The typical methods of uploading are as follows:
push_to_hub
...
ds.push_to_hub(
repo_id="{ workspace name }/{ dataset name }"
)
...
upload_file
from huggingface_hub import create_repo, upload_file
path = "{ workspace name }/{ dataset name }"# Location of the dataset to upload
create_repo(repo_id=path, repo_type="dataset")
upload_file(
repo_id=path,
path_or_fileobj="{ local file path }", # Local file path to upload
path_in_repo="path/to/folder/foo.csv", # Path of the remote file in the dataset
repo_type="dataset",
)
upload_folder
from huggingface_hub import create_repo, upload_folder
path = "{ workspace name }/{ dataset name }"# Location of the dataset to upload
create_repo(repo_id=path, repo_type="dataset")
upload_folder(
repo_id=path,
path_or_fileobj="{ local directory path }", # Local directory path to upload
path_in_repo="path/to/folder", # Path of the remote file in the dataset
repo_type="dataset",
)
Download dataset
To download the dataset to the local disk:
from huggingface_hub import snapshot_download
path = "{ workspace name }/{ dataset name }"# Location of the dataset to upload
snapshot_download(
repo_id=path,
repo_type="dataset",
local_dir="path/to/folder", # Directory path to download
local_dir_use_symlinks="auto" # Whether to use symlink using cache_dir
)
Create tag and branch
Once you create a dataset, a unique commit ID is assigned. You can read the dataset of a specific revision or log tags for additional information by using this commit ID.
To create a tag:
from huggingface_hub import create_tag
path = "{ workspace name }/{ dataset name }"
create_tag(
repo_id=path,
repo_type="dataset",
tag="{ name of the tag to be created}",
revision="{ revision }", # Baseline version. The default value is main.
tag_message="{ tag message }"
)

(Entries pointing to named objects)
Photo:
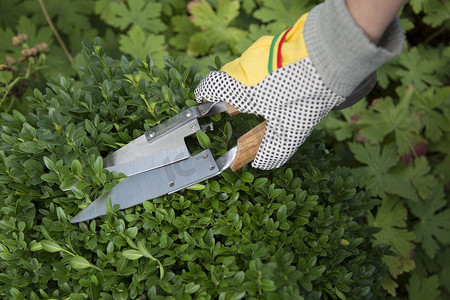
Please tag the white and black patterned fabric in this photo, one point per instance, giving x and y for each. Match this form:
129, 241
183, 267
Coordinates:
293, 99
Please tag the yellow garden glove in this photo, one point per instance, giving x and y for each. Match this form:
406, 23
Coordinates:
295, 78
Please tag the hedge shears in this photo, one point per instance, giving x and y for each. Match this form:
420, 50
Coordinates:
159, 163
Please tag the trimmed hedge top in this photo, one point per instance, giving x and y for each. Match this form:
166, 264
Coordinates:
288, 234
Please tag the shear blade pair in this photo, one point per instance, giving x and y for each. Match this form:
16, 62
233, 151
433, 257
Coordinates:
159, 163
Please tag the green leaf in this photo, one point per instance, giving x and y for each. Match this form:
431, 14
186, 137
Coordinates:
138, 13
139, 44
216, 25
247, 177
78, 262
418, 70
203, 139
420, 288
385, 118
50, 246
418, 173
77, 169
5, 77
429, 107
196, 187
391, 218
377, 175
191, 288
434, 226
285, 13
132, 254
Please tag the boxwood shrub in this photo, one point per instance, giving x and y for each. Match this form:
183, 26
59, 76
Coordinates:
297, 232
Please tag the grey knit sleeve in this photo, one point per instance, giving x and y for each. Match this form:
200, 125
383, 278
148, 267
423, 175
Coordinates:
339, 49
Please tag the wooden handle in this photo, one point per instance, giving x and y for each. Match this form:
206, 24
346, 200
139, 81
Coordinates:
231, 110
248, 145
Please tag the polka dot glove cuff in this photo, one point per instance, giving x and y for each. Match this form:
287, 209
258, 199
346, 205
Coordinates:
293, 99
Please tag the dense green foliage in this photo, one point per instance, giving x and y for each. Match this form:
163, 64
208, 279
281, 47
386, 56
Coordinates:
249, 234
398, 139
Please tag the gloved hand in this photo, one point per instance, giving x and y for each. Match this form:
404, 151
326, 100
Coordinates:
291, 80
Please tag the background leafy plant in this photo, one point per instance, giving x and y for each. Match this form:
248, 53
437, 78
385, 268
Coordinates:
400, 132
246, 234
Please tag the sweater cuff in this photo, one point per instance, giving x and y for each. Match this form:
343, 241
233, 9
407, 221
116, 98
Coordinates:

Brief -
From the dataset upload and download guide above, extract the text between "To create a" and "value is main.", inclusive.

The response -
To create a tag:
from huggingface_hub import create_tag
path = "{ workspace name }/{ dataset name }"
create_tag(
repo_id=path,
repo_type="dataset",
tag="{ name of the tag to be created}",
revision="{ revision }", # Baseline version. The default value is main.